## Task item A
In the article on Minnesota's free school meals proposal, how much funding would be needed over the next two budget years?
## Task item B
Reproduce the part of the Minnesota school meals article that starts at "MN Looks to" and ends at "for all students.".

Given passage: Begin

MN Looks to Erase Hunger in Schools
Monday, February 6, 2023
Better health and educational outcomes are being touted as the potential benefits as Minnesota lawmakers discuss whether to provide free school meals for all students.
Supporters of the idea said it is especially critical now, to ensure all kids can get free breakfast and lunch at school, regardless of income. A legislative plan calls for state funding to be combined with annual aid from the long-standing National School Lunch Program.
Leah Gardner, policy director for Hunger Solutions Minnesota, said the state is coming off a record year for visits to food shelves. She argued more can be done to help struggling families who are barely above the current eligibility threshold for free school meals.
"If you're a family with multiple kids in school, we're talking about a hundred dollars or more a month out of your budget," Gardner pointed out.
She noted amid higher consumer costs, it has become increasingly difficult to afford, and the need is being felt in all regions of Minnesota.
Health experts have said consistent, balanced meals help students focus and stay healthy. The bill is being proposed by Democrats. During committee debate, Republicans said expanding the eligibility threshold would be more effective, but an amendment failed.
Dr. Aarti Bhatt, a pediatrician at Community-University Health Care Center in Minneapolis, said food insecurity is considered by researchers as one of the Adverse Childhood Experiences, or ACES, for its lasting impacts.
"We know that what happens to kids when they're young, up through adulthood, has a huge impact on development of various chronic diseases," Bhatt explained.
She added other factors include high blood pressure, diabetes, depression and anxiety.
Bukata Hayes, vice president of racial equity for Blue Cross and Blue Shield of Minnesota, said free school meals tie into the social determinants of health, noting 80% of a person's health is shaped by factors outside a doctor's office.
Hayes asserted making sure all kids can get food at school is one way to help close achievement gaps in learning, knowing there are other racial disparities to contend with.
"Housing, wealth and other areas," Hayes outlined. "Removing one of those, particularly for children of color in schools, is important."
The bill has moved through various committees. Roughly $400 million would be needed the next two budget years to cover the costs. It comes as the state considers how to use its historic surplus.

Given passage: End
Input data: Begin

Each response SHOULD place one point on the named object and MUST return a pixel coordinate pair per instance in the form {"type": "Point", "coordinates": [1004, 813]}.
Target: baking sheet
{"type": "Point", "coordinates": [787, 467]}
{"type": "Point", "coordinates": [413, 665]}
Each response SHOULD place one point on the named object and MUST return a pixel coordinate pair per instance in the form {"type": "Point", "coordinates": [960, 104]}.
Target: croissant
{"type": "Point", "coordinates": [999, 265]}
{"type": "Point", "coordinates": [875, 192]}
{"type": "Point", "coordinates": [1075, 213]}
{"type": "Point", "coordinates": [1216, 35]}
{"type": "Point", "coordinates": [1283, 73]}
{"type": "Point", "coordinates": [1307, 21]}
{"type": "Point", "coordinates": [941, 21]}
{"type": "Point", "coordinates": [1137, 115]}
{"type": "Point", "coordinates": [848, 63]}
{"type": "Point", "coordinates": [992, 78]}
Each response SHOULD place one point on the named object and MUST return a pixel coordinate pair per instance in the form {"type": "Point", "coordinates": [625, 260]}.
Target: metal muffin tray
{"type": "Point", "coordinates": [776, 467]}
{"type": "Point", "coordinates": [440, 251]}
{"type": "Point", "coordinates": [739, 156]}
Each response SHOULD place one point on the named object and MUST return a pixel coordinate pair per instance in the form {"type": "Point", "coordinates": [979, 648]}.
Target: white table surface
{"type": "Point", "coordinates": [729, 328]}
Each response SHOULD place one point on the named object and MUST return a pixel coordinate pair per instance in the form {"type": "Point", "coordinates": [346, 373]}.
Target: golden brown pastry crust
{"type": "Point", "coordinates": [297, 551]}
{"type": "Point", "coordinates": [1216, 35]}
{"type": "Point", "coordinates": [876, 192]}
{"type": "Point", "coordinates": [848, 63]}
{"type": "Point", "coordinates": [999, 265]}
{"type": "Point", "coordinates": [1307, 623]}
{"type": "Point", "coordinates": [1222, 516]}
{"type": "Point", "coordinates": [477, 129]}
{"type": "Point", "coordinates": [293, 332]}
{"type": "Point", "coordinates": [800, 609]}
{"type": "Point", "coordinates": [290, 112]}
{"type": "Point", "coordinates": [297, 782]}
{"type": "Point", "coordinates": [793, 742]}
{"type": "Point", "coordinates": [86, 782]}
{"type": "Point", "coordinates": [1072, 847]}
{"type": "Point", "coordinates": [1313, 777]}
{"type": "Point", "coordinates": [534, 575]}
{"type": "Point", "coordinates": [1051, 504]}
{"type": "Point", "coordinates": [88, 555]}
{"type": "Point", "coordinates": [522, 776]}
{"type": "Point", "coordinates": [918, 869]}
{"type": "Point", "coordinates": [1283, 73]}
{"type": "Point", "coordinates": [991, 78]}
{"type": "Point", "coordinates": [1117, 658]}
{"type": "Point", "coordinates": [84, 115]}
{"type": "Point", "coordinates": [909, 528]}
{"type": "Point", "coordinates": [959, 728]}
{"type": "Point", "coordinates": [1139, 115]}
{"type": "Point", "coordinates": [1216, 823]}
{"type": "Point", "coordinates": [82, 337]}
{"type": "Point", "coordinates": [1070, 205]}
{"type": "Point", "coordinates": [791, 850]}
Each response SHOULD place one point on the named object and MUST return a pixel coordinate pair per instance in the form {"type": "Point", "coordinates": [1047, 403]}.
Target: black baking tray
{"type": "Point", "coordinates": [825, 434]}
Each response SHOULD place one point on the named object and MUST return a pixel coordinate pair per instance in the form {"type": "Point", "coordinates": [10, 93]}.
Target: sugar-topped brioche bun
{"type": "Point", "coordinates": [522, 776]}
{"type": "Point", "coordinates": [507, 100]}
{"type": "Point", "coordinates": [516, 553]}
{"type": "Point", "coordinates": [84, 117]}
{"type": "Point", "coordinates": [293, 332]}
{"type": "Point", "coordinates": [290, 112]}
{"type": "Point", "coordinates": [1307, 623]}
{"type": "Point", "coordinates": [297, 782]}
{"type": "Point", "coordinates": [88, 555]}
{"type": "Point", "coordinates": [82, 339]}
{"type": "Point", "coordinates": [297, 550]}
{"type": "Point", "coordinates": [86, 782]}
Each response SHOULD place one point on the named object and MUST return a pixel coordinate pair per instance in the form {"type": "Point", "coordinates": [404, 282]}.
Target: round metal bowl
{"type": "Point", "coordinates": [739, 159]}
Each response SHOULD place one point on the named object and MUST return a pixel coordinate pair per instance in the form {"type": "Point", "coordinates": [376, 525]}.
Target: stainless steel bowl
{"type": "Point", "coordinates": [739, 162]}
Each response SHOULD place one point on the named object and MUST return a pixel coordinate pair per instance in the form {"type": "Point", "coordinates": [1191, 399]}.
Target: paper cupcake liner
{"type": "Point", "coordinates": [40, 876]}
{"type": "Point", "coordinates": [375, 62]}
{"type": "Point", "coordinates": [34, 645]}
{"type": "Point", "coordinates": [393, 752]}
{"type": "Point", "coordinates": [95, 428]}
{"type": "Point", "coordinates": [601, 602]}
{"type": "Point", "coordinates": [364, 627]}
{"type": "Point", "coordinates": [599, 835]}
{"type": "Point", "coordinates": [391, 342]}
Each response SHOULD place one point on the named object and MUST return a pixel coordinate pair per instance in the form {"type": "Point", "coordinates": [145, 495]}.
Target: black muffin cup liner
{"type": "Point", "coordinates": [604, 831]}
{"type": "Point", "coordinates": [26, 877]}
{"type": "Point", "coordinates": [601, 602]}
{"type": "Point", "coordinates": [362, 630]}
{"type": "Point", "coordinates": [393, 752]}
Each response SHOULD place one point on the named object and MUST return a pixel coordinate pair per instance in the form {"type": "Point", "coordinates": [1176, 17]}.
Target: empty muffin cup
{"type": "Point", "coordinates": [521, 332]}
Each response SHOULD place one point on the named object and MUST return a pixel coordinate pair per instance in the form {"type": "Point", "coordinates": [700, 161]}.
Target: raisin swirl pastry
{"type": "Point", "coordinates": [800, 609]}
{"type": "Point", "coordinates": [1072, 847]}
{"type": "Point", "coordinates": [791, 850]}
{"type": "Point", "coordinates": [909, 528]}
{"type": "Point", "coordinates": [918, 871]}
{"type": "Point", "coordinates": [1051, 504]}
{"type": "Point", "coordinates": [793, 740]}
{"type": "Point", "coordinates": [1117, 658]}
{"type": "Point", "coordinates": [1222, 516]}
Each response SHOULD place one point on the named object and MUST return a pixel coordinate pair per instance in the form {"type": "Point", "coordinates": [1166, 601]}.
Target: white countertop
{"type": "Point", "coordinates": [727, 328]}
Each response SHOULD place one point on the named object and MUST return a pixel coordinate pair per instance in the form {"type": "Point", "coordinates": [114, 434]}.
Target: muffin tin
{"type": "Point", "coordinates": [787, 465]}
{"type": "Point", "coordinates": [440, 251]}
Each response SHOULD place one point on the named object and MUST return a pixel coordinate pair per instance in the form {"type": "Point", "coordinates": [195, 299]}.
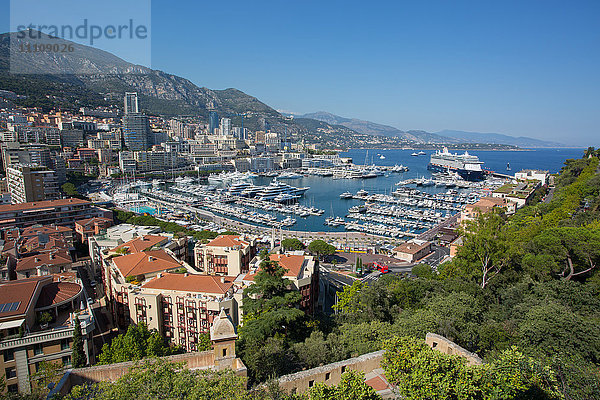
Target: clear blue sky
{"type": "Point", "coordinates": [525, 68]}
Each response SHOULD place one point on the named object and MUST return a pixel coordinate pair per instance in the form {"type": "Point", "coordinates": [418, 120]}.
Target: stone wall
{"type": "Point", "coordinates": [447, 346]}
{"type": "Point", "coordinates": [329, 374]}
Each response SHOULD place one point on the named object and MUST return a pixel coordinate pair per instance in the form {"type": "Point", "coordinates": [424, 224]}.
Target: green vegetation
{"type": "Point", "coordinates": [321, 248]}
{"type": "Point", "coordinates": [78, 354]}
{"type": "Point", "coordinates": [137, 343]}
{"type": "Point", "coordinates": [292, 244]}
{"type": "Point", "coordinates": [148, 220]}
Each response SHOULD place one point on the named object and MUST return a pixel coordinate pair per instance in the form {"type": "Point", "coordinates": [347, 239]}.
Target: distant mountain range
{"type": "Point", "coordinates": [445, 136]}
{"type": "Point", "coordinates": [106, 77]}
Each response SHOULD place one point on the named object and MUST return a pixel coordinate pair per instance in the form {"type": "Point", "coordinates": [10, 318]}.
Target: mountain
{"type": "Point", "coordinates": [99, 72]}
{"type": "Point", "coordinates": [372, 128]}
{"type": "Point", "coordinates": [497, 138]}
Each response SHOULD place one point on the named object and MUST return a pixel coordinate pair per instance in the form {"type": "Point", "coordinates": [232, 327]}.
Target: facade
{"type": "Point", "coordinates": [90, 227]}
{"type": "Point", "coordinates": [301, 270]}
{"type": "Point", "coordinates": [25, 343]}
{"type": "Point", "coordinates": [63, 212]}
{"type": "Point", "coordinates": [413, 250]}
{"type": "Point", "coordinates": [225, 255]}
{"type": "Point", "coordinates": [31, 183]}
{"type": "Point", "coordinates": [136, 131]}
{"type": "Point", "coordinates": [131, 103]}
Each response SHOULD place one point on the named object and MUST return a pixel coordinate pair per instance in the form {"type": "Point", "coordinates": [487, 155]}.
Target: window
{"type": "Point", "coordinates": [9, 355]}
{"type": "Point", "coordinates": [10, 372]}
{"type": "Point", "coordinates": [38, 349]}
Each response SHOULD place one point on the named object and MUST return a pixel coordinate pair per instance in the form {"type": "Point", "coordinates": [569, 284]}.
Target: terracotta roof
{"type": "Point", "coordinates": [191, 283]}
{"type": "Point", "coordinates": [145, 262]}
{"type": "Point", "coordinates": [411, 248]}
{"type": "Point", "coordinates": [42, 204]}
{"type": "Point", "coordinates": [92, 221]}
{"type": "Point", "coordinates": [51, 258]}
{"type": "Point", "coordinates": [141, 243]}
{"type": "Point", "coordinates": [48, 229]}
{"type": "Point", "coordinates": [293, 263]}
{"type": "Point", "coordinates": [57, 292]}
{"type": "Point", "coordinates": [20, 291]}
{"type": "Point", "coordinates": [227, 241]}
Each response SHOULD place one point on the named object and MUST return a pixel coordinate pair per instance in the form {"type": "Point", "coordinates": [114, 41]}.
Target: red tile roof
{"type": "Point", "coordinates": [51, 258]}
{"type": "Point", "coordinates": [20, 291]}
{"type": "Point", "coordinates": [42, 204]}
{"type": "Point", "coordinates": [227, 241]}
{"type": "Point", "coordinates": [57, 292]}
{"type": "Point", "coordinates": [191, 283]}
{"type": "Point", "coordinates": [141, 243]}
{"type": "Point", "coordinates": [146, 262]}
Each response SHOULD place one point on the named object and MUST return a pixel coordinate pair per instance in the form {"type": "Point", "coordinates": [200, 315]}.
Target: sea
{"type": "Point", "coordinates": [324, 192]}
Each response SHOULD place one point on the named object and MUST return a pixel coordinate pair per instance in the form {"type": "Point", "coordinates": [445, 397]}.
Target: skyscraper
{"type": "Point", "coordinates": [213, 122]}
{"type": "Point", "coordinates": [131, 104]}
{"type": "Point", "coordinates": [225, 126]}
{"type": "Point", "coordinates": [136, 131]}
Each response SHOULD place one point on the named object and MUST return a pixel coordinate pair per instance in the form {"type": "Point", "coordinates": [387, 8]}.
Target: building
{"type": "Point", "coordinates": [519, 193]}
{"type": "Point", "coordinates": [136, 131]}
{"type": "Point", "coordinates": [225, 126]}
{"type": "Point", "coordinates": [225, 255]}
{"type": "Point", "coordinates": [301, 270]}
{"type": "Point", "coordinates": [86, 228]}
{"type": "Point", "coordinates": [213, 122]}
{"type": "Point", "coordinates": [72, 138]}
{"type": "Point", "coordinates": [532, 174]}
{"type": "Point", "coordinates": [52, 262]}
{"type": "Point", "coordinates": [28, 183]}
{"type": "Point", "coordinates": [485, 205]}
{"type": "Point", "coordinates": [24, 342]}
{"type": "Point", "coordinates": [63, 212]}
{"type": "Point", "coordinates": [183, 306]}
{"type": "Point", "coordinates": [413, 250]}
{"type": "Point", "coordinates": [131, 103]}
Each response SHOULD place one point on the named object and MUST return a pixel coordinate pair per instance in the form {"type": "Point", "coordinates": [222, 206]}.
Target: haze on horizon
{"type": "Point", "coordinates": [504, 67]}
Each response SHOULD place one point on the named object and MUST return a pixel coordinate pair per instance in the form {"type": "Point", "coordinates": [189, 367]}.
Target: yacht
{"type": "Point", "coordinates": [290, 175]}
{"type": "Point", "coordinates": [276, 188]}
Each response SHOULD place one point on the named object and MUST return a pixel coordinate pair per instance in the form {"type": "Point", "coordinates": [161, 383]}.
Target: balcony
{"type": "Point", "coordinates": [51, 334]}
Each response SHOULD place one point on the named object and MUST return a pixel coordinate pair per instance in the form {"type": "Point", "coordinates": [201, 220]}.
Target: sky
{"type": "Point", "coordinates": [523, 68]}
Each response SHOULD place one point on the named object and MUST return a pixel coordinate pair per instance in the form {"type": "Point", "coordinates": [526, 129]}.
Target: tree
{"type": "Point", "coordinates": [321, 248]}
{"type": "Point", "coordinates": [352, 387]}
{"type": "Point", "coordinates": [137, 343]}
{"type": "Point", "coordinates": [271, 314]}
{"type": "Point", "coordinates": [292, 244]}
{"type": "Point", "coordinates": [69, 189]}
{"type": "Point", "coordinates": [485, 251]}
{"type": "Point", "coordinates": [78, 358]}
{"type": "Point", "coordinates": [159, 379]}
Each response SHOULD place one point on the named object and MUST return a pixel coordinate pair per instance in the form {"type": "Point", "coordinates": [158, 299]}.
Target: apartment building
{"type": "Point", "coordinates": [88, 227]}
{"type": "Point", "coordinates": [24, 341]}
{"type": "Point", "coordinates": [63, 212]}
{"type": "Point", "coordinates": [301, 270]}
{"type": "Point", "coordinates": [28, 183]}
{"type": "Point", "coordinates": [225, 255]}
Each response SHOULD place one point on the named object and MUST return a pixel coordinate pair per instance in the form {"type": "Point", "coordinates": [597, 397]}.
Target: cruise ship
{"type": "Point", "coordinates": [465, 165]}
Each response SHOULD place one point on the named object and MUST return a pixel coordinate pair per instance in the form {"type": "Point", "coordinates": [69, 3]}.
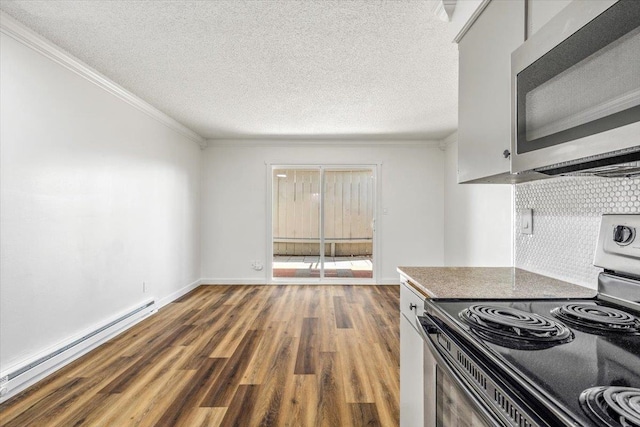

Input data: End

## Written answer A
Roughly $400 million.

## Written answer B
MN Looks to Erase Hunger in Schools
Monday, February 6, 2023
Better health and educational outcomes are being touted as the potential benefits as Minnesota lawmakers discuss whether to provide free school meals for all students.